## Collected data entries
# # # #

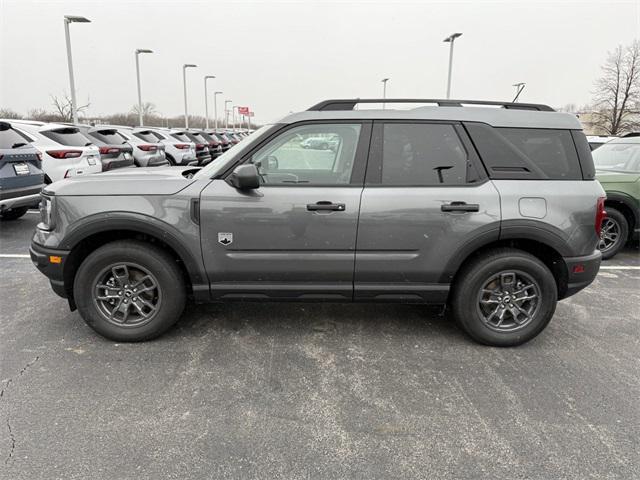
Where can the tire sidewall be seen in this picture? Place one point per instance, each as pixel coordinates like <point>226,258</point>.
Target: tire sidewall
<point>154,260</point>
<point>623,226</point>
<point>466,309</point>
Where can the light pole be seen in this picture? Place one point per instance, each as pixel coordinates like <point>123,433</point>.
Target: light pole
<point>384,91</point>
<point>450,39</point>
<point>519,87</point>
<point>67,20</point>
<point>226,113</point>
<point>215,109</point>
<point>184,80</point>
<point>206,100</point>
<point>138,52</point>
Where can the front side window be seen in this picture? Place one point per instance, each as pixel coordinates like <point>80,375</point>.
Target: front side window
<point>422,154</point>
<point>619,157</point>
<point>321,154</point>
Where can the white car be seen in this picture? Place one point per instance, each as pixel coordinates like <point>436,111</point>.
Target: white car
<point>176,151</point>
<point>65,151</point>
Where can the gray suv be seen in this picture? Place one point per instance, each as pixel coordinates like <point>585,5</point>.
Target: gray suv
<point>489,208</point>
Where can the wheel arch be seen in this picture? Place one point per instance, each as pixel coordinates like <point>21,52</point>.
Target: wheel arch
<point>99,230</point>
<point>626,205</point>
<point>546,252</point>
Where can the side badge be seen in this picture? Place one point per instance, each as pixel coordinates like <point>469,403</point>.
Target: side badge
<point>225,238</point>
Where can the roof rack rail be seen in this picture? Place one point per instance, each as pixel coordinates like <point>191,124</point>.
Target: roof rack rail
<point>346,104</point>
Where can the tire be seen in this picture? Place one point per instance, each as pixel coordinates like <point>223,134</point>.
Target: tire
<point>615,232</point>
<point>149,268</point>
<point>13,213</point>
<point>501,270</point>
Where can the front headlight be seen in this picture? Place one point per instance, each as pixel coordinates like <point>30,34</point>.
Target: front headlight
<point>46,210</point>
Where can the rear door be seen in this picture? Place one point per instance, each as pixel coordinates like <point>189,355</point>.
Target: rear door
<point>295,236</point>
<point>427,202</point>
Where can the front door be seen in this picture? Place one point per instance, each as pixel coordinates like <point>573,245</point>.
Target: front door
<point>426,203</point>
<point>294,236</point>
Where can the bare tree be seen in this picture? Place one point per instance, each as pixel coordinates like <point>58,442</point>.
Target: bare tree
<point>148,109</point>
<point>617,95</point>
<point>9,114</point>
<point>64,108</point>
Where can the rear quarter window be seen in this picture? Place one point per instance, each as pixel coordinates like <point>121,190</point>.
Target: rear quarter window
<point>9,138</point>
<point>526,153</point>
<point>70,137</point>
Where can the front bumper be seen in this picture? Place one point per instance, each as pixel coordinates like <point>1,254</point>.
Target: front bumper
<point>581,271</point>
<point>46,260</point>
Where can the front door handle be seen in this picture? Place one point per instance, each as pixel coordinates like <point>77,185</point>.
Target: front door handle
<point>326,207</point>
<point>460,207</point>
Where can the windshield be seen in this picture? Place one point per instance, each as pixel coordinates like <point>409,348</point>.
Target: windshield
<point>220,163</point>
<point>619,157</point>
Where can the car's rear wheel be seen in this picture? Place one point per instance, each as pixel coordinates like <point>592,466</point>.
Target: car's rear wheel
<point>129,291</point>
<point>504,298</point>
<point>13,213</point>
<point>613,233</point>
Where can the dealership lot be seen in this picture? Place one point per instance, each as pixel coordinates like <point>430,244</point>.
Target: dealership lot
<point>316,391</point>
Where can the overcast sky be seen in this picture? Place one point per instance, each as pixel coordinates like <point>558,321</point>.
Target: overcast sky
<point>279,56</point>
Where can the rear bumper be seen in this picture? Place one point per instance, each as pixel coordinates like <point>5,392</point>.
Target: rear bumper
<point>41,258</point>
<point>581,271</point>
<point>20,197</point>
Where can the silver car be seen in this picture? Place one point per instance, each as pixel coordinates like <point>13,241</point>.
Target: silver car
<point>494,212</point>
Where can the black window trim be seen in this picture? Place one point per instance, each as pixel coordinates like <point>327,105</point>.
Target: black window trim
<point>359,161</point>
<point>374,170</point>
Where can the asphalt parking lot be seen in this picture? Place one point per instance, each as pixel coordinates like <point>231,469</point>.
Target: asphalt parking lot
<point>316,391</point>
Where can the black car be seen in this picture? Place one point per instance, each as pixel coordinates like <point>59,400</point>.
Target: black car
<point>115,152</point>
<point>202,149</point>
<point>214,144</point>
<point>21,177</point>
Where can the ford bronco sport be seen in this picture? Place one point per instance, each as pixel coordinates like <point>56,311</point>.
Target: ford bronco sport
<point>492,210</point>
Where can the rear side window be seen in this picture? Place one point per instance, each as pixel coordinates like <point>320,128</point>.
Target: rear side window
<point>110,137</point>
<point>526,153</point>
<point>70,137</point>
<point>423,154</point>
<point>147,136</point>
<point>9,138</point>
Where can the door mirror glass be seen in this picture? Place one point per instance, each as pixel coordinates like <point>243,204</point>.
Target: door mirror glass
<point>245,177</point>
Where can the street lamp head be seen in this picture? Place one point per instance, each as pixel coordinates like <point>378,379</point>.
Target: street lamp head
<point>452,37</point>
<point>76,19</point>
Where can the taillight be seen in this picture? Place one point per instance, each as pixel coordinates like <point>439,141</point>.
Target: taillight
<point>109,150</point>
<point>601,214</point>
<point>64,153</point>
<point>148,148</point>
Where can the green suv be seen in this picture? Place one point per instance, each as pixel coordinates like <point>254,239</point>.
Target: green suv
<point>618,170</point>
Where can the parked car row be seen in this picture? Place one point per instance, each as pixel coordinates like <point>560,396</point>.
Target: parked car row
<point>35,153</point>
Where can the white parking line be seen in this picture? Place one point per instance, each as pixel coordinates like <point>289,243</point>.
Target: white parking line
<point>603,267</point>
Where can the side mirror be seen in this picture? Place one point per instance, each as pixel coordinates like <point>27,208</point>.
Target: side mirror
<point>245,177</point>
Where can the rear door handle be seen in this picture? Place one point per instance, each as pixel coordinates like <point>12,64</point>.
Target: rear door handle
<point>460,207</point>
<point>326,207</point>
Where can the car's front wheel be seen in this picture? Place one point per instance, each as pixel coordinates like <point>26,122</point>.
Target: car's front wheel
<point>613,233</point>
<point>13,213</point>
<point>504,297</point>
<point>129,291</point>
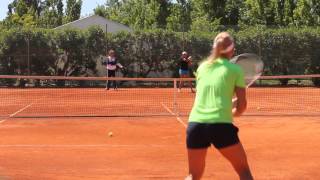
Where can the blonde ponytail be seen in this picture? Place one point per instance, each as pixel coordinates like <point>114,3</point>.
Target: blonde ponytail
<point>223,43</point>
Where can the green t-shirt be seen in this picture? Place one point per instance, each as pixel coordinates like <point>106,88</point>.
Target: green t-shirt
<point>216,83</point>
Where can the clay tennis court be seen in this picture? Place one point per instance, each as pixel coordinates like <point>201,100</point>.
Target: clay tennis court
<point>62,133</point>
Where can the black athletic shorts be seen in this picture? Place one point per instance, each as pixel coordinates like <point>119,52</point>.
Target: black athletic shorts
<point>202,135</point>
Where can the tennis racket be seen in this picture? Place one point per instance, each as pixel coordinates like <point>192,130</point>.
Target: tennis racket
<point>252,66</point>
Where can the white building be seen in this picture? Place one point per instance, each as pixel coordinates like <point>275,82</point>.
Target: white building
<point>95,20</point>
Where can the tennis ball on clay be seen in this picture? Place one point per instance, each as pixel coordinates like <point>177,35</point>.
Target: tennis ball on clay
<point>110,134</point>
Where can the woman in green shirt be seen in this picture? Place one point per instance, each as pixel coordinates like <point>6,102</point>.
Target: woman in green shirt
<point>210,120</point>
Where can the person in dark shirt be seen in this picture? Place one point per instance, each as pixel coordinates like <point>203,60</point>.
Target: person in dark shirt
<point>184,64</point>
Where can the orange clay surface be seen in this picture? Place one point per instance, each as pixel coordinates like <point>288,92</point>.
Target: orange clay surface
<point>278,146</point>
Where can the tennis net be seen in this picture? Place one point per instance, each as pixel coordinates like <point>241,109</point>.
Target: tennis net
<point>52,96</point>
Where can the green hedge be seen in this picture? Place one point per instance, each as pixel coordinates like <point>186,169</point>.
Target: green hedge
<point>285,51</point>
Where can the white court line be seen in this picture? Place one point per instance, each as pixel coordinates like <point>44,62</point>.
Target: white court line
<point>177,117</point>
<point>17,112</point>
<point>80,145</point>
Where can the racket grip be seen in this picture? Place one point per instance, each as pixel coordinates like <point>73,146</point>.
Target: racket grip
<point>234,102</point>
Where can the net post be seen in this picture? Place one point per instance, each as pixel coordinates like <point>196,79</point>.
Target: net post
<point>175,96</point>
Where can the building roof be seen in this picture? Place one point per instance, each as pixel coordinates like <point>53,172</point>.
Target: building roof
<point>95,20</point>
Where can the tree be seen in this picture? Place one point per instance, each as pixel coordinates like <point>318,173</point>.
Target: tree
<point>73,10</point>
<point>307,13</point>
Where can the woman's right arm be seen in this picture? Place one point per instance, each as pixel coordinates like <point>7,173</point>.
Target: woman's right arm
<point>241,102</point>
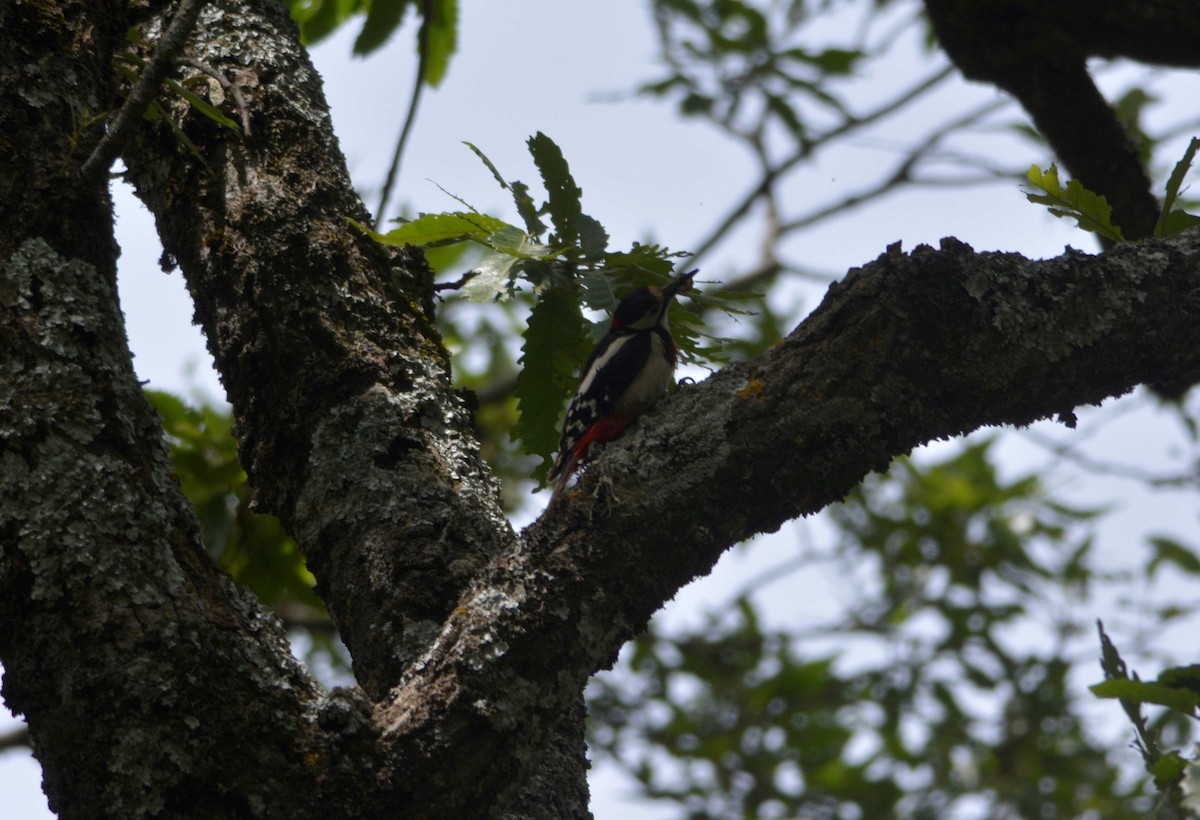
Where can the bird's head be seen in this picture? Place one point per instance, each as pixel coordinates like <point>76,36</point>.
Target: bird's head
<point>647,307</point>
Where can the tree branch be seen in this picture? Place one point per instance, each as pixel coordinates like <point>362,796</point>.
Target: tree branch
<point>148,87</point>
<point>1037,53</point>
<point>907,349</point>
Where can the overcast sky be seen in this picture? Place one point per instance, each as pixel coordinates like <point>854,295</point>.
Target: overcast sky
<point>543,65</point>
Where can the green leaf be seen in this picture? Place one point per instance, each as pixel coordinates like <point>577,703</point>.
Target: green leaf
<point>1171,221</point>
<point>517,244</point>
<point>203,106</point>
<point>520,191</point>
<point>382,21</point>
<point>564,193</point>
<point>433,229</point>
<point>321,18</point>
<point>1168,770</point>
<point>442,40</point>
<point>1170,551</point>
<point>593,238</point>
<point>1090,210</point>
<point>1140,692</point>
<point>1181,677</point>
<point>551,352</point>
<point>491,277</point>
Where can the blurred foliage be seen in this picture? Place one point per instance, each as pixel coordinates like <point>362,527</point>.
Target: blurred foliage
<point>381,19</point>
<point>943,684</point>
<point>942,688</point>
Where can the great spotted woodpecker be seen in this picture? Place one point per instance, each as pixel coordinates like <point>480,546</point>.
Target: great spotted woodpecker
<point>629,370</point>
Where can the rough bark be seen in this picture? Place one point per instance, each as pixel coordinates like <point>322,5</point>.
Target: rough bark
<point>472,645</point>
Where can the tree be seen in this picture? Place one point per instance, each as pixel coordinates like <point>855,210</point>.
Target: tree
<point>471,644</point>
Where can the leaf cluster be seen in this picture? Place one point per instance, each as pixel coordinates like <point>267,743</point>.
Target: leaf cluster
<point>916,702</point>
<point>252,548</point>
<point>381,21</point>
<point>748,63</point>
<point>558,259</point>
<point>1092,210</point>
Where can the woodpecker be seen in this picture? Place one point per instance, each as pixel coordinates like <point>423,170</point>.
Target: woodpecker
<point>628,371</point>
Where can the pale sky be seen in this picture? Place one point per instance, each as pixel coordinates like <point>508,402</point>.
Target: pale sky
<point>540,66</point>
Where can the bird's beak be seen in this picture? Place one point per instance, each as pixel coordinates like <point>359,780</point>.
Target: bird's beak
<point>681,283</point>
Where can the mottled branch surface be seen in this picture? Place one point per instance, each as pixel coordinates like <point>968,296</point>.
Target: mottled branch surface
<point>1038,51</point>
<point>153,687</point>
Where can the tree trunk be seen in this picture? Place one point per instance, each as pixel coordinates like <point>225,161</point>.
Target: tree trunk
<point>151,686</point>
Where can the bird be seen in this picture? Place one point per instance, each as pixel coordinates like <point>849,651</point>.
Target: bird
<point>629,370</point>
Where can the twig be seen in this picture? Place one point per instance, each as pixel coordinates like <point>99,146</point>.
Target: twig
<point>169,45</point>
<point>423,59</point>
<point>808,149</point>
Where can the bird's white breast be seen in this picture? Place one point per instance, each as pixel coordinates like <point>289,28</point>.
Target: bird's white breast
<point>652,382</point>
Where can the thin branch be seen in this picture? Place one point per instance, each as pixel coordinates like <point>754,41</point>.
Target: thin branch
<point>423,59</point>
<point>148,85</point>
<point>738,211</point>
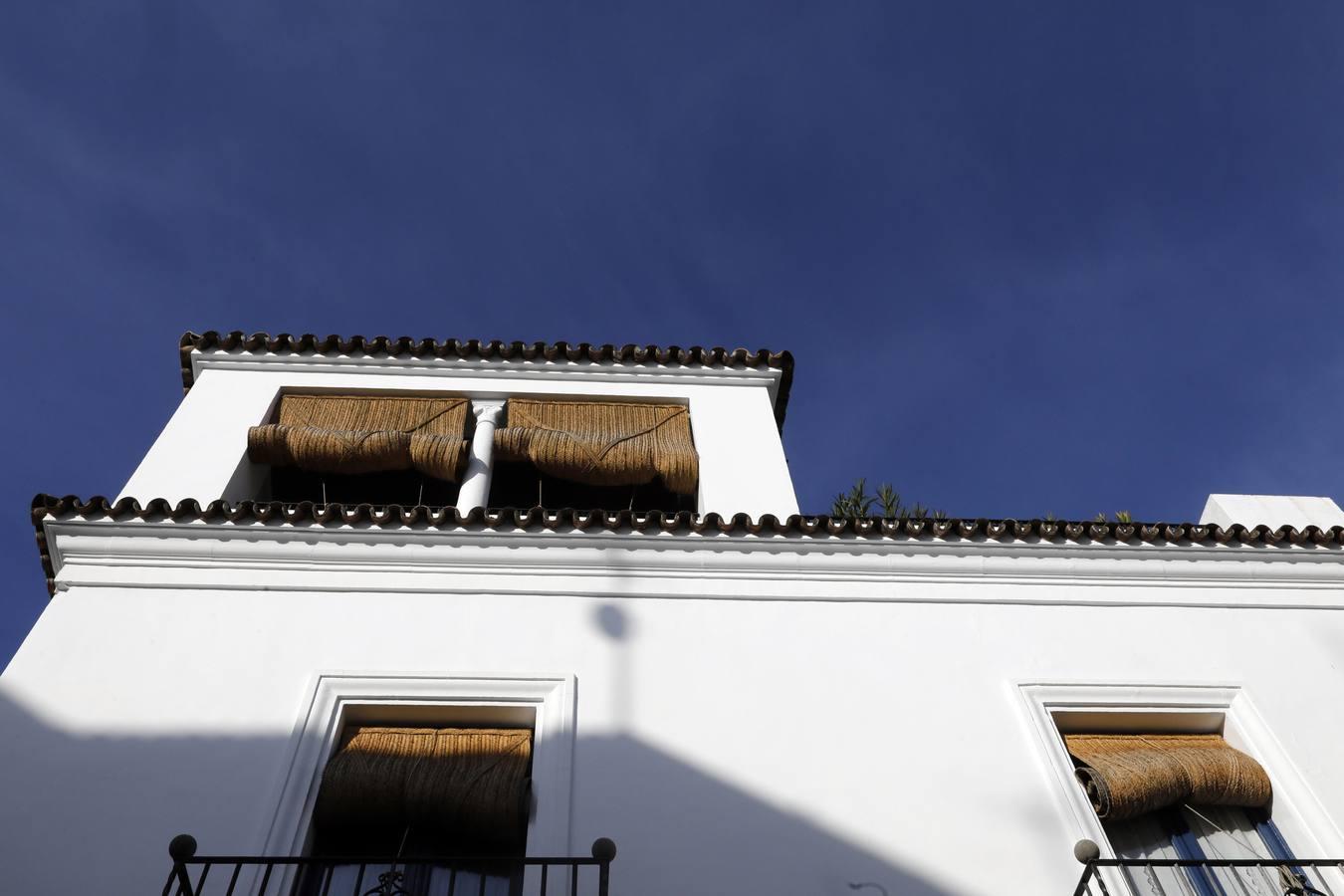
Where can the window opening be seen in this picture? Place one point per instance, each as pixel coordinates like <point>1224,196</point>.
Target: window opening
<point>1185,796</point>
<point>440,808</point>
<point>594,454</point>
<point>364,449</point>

# # # #

Rewrite the rows from the line with "Where can the taillight" to the line with "<point>62,133</point>", keeping the requests, and multiply every point coordinate in the answers by 1.75, rounding to whole numbers with halves going up. Leave the sample coordinates in the requests unchanged, and omit the pictures from your answer.

## COMPLETED EXERCISE
Where can the taillight be seen in this picture? Place one point per instance, each as pixel coordinates like <point>439,141</point>.
Target: taillight
<point>191,263</point>
<point>1052,375</point>
<point>112,268</point>
<point>259,259</point>
Where can the green suv be seen in this picture? Place one point per instance, each as pixel coordinates like <point>254,239</point>.
Target: green suv
<point>1082,298</point>
Where can the parked car row be seen in this picture? Place one point per instance, each as pixel coordinates like <point>560,396</point>.
Target: parked car row
<point>61,268</point>
Where can the white parking line be seen in this picture? Place one point per instance, each as pixel coordinates like <point>289,243</point>.
Target: white parking line
<point>1055,467</point>
Where can the side mirror be seen in this picture? Place one point per instance, each as pixel coordinates like <point>27,208</point>.
Target: side mirror
<point>429,310</point>
Where can the rear door handle be seen in this picture? Place one point per instance, each as pixel coordinates like <point>12,64</point>.
Target: rear door handle
<point>805,362</point>
<point>571,362</point>
Where can the car's front wheel be seen in this picture? Place one point per instance, each as pixel coordinates like <point>26,122</point>.
Target: car's front wheel
<point>1073,408</point>
<point>23,373</point>
<point>882,520</point>
<point>226,509</point>
Where can the blonde ponytail be seen in this picture? Place one point per instance, each as pixel coordinates like <point>114,3</point>.
Target: blonde ponytail
<point>390,75</point>
Where can the green t-shirt be seen in this picture? Place one point per instance, each as pixel coordinates like <point>106,88</point>.
Target: green t-shirt
<point>378,145</point>
Where can the clay tennis court be seen in this picture? Place one point per instance, each as pixel coordinates like <point>201,100</point>.
Target: clay tennis court
<point>109,233</point>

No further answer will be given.